### Aim
Return the material below word for word, from the line with "Task: a point for each instance of the police" to the line with "pixel 299 96", both included.

--- START OF Supplied records ---

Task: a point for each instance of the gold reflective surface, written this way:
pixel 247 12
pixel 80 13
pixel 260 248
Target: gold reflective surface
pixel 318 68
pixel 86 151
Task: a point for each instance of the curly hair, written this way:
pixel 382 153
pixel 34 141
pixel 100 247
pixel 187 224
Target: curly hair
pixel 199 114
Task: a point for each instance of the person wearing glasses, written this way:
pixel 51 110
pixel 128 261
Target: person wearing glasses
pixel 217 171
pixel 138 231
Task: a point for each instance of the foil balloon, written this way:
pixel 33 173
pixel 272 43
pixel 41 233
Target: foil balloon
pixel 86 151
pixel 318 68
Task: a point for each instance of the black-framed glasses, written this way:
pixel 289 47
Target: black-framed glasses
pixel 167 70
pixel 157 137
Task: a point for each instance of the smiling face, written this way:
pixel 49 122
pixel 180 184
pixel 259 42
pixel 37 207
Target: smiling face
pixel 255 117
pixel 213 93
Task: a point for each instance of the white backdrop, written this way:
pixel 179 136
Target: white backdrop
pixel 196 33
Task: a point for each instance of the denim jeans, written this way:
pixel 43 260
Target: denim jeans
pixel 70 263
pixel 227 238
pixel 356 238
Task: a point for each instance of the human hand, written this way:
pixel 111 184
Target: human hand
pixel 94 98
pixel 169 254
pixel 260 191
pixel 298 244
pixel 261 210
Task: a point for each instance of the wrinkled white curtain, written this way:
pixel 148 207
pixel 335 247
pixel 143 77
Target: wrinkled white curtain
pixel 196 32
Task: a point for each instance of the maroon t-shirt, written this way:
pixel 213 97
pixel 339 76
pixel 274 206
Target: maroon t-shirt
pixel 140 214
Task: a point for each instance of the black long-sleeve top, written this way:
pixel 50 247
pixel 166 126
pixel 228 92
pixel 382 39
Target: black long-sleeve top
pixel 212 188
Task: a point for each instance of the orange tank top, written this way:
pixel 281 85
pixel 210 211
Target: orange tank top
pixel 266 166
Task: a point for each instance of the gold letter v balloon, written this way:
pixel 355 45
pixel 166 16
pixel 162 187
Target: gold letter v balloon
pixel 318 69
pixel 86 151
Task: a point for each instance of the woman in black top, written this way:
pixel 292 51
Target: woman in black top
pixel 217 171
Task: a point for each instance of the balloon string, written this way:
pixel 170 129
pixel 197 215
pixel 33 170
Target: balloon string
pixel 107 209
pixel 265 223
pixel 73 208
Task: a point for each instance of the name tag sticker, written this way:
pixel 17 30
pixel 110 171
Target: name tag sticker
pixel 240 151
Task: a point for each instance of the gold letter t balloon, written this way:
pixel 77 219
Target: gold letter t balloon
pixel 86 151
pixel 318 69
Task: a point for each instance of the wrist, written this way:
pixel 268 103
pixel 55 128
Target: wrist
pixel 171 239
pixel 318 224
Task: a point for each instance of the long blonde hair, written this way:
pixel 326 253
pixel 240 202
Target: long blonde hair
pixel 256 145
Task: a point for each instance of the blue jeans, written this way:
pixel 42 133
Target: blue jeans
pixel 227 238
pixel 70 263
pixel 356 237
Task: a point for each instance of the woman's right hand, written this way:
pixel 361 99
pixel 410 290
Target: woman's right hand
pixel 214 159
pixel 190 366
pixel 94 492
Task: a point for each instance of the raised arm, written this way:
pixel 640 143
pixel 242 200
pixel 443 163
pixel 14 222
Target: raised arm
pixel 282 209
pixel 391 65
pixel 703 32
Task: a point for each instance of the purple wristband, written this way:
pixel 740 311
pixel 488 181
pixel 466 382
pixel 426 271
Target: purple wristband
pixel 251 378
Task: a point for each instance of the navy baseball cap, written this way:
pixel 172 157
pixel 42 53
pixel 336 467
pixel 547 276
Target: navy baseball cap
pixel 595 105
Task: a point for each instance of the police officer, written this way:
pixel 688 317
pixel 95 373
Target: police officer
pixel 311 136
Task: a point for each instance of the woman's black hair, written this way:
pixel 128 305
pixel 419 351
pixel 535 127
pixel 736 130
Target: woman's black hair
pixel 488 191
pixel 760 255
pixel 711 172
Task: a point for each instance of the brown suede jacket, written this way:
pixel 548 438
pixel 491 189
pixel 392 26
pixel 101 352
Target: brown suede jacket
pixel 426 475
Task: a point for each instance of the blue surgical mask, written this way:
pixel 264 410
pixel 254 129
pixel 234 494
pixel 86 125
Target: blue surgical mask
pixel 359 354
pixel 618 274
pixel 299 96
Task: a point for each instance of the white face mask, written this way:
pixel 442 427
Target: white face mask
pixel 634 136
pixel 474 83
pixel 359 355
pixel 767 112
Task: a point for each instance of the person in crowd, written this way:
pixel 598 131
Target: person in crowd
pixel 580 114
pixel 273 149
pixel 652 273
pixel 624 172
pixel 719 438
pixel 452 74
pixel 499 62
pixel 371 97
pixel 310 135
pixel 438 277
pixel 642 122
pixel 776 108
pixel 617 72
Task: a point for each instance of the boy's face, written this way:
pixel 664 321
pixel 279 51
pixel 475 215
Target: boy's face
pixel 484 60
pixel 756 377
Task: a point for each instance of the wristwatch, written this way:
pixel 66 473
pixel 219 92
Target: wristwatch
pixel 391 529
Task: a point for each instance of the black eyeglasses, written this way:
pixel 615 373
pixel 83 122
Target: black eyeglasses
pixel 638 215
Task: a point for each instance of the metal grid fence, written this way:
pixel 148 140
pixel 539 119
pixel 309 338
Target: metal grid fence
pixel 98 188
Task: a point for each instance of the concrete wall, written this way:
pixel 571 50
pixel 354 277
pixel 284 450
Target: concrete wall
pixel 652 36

--- END OF Supplied records ---

### Written answer
Task: a point for each instance of the police officer, written this way:
pixel 688 317
pixel 95 373
Target: police officer
pixel 311 136
Task: a point for each instance of the woman's black hair, written this way:
pixel 128 305
pixel 419 351
pixel 535 127
pixel 736 130
Target: woman's black hair
pixel 488 191
pixel 760 255
pixel 711 172
Task: a point for each instance of the brown suede jacket, written this way:
pixel 548 438
pixel 491 189
pixel 392 26
pixel 101 352
Target: brown suede jacket
pixel 426 475
Task: a point for each instance of the blue surgical mask, written this way:
pixel 264 410
pixel 254 129
pixel 234 494
pixel 86 125
Target: blue surgical mask
pixel 359 354
pixel 618 274
pixel 299 96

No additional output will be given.